Source document:
# # #

# General Question



## Ependi Silalahi (Aug 28, 2016)

I hope I am posting on the right room anyway.

Here are my general questions.

Doing install:
1. `pkg install` means I am installing from internet and I must be connected to internet
2. doing /usr/ports/appsname is doing installation from my local computer am I right?
3  how do I know that I am installing the latest version is that by doing `pkg install`

Thank you


----------



## drhowarddrfine (Aug 28, 2016)

https://www.freebsd.org/doc/en_US.ISO8859-1/books/handbook/ports.html
https://www.freebsd.org/doc/en_US.ISO8859-1/books/handbook/pkgng-intro.html
https://www.freebsd.org/doc/en_US.ISO8859-1/books/handbook/ports-using.html


----------



## Ependi Silalahi (Aug 28, 2016)

drhowarddrfine said:


> https://www.freebsd.org/doc/en_US.ISO8859-1/books/handbook/ports.html
> https://www.freebsd.org/doc/en_US.ISO8859-1/books/handbook/pkgng-intro.html
> https://www.freebsd.org/doc/en_US.ISO8859-1/books/handbook/ports-using.html


So I was half right then that pkg check the internet and local ports from ports collection
Why is it then installing from port collections is a little bit longer? Or is just me ?


----------



## tobik@ (Aug 28, 2016)

Ependi Silalahi said:


> so i was half right then that Pkg check the imternet and local ports from ports collection
> why is it then installing from port collections is a little bit longer? or is just me ?

# # #

Collected material:
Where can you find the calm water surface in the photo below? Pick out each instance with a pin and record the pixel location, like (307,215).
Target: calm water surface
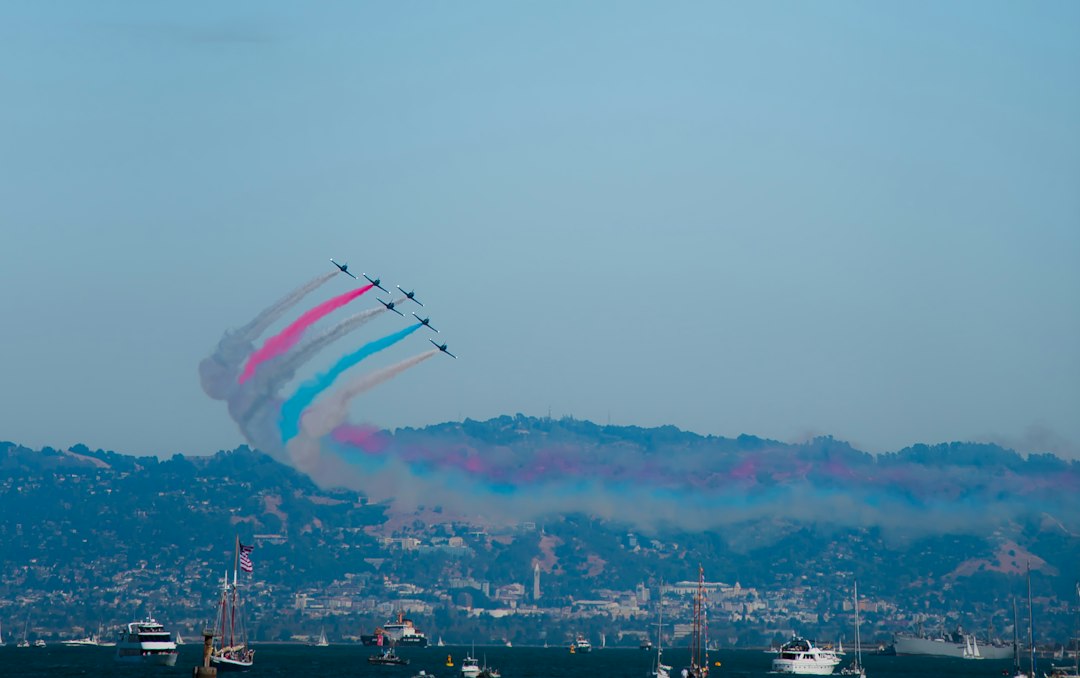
(280,661)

# # #

What is expected:
Extend the FreeBSD forum thread on installing software with pkg and ports, picking up after its last sentence. The lines are separate material from the FreeBSD forum thread.

Response below:
`pkg` downloads pre-compiled binary packages from the internet. The ports collection downloads source tarballs which are then compiled and build into packages. This is a quite CPU-intensive thing to do so takes a whole lot longer.

Both `pkg` and ports require an internet connection and download files from the internet.


----------



## kpa (Aug 28, 2016)

tobik said:


> `pkg` downloads pre-compiled binary packages from the internet. The ports collection downloads source tarballs which are then compiled and build into packages. This is a quite CPU-intensive thing to do so takes a whole lot longer.
> 
> Both `pkg` and ports require an internet connection and download files from the internet.



Pkg requires an internet connection only if you have a repository configured that uses a remote access method such as HTTP(S) to download the repostitory catalogues and the packages. This is of course the default if you're not using your own custom repo but in case you're building your ports yourself like me you can configure pkg to use only the local filesystem when accessing the repo.


----------



## Ependi Silalahi (Aug 29, 2016)

kpa said:


> Pkg requires an internet connection only if you have a repository configured that uses a remote access method such as HTTP(S) to download the repostitory catalogues and the packages. This is of course the default if you're not using your own custom repo but in case you're building your ports yourself like me you can configure pkg to use only the local filesystem when accessing the repo.


+++++
Howto use local port
How do people in the different country to use ports when internet access is not always available


----------



## a6h (Aug 29, 2016)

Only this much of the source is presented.